### Tasks and exercises
- 1) Can you turn the paragraph beginning "In our recent posting on the Ember Days" in the piece on pagan winter festivals into a short bulleted list that keeps its main facts?
- 2) Will you carry the piece on pagan winter festivals further, picking up after its final sentence?

In our recent posting on the Ember Days, we discussed the Church's love and interest in nature, the harvest, and the seasons; the Church's fascination with Creation doesn't end with this world as we seek the New Creation of the world to come. In a pagan world which was mainly concerned with agriculture for work and sustainability, it would make sense that the various cultures through the centuries would be concerned with the weather and crop yield. In pagan societies, these concerns would be given over to various false deities with sacrifices, prayers, and offerings being given in order to obtain favor for the coming season or to ask for relief from drought or floods. These prayers for relief or celebrations of blessings would sometimes give themselves over to various festivals and celebrations. In parts of Northern Europe, where the winter months could be brutally cold with very short periods of sunlight available, the pagan cultures would make offerings or celebrate festivals in the hopes that the winter would be short and that the warmth and bounty of spring would soon be upon us; therefore, winter festivals were quite common in the pagan and Christian world.

Dataset items:

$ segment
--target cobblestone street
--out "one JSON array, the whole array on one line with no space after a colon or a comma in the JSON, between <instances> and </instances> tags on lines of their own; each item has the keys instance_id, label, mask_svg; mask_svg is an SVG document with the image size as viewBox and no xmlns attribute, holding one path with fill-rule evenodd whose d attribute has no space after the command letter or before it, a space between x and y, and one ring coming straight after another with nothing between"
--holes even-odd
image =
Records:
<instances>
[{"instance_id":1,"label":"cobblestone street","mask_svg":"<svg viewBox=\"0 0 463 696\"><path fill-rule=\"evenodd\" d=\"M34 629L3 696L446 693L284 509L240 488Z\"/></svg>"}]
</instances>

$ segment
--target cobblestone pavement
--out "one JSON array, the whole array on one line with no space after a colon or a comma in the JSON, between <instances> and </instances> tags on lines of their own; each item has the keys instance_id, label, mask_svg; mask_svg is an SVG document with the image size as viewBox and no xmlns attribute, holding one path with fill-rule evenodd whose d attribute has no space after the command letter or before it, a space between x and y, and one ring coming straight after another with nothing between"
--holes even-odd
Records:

### Results for the exercise
- 1)
- The Church's interest in nature, the harvest and the seasons, discussed in an earlier posting on the Ember Days, extends to seeking the New Creation of the world to come.
- Pagan cultures, mainly concerned with agriculture, cared about the weather and crop yield.
- They handed these concerns to false deities through sacrifices, prayers and offerings, seeking favor for the coming season or relief from drought or floods.
- These prayers and celebrations of blessings sometimes became festivals.
- In parts of Northern Europe, where winters were brutally cold with little sunlight, pagan cultures made offerings or held festivals hoping for a short winter and an early spring.
- Winter festivals were therefore common in both the pagan and the Christian world.

- 2)
The Church recognizes that "[f]rom ancient times down to the present, there is found among various peoples a certain perception of that hidden power which hovers over the course of things and over the events of human history (NA, 2)" and that since God is Truth, all truth must be from him and return to him - that is why truth can never be subjective or arbitrary, because God is never-changing, so neither is eternal truth. Therefore with non-Christian religions the Church "rejects nothing that is true and holy in these religions. She regards with sincere reverence those ways of conduct and of life, those precepts and teachings which, though differing in many aspects from the ones she holds and sets forth, nonetheless often reflect a ray of that Truth which enlightens all men (NA, 2)." The Church believes that the truths found in earlier pagan cultures were ways in which God was starting to reveal himself to the Gentiles, preparing us in our long Advent towards his full revelation in Jesus Christ; therefore, we see that some truths in pagan thought point towards Christ, not the other way around (as so many present-day atheists think). Early Christian evangelists would use the writings of Aristotle and Plato in order to lead pagans to Christianity, as parts of their writings were not in opposition to the faith. Even St. Paul in his arrival in Athens shows that there was a bit of truth in the beliefs of the pagans.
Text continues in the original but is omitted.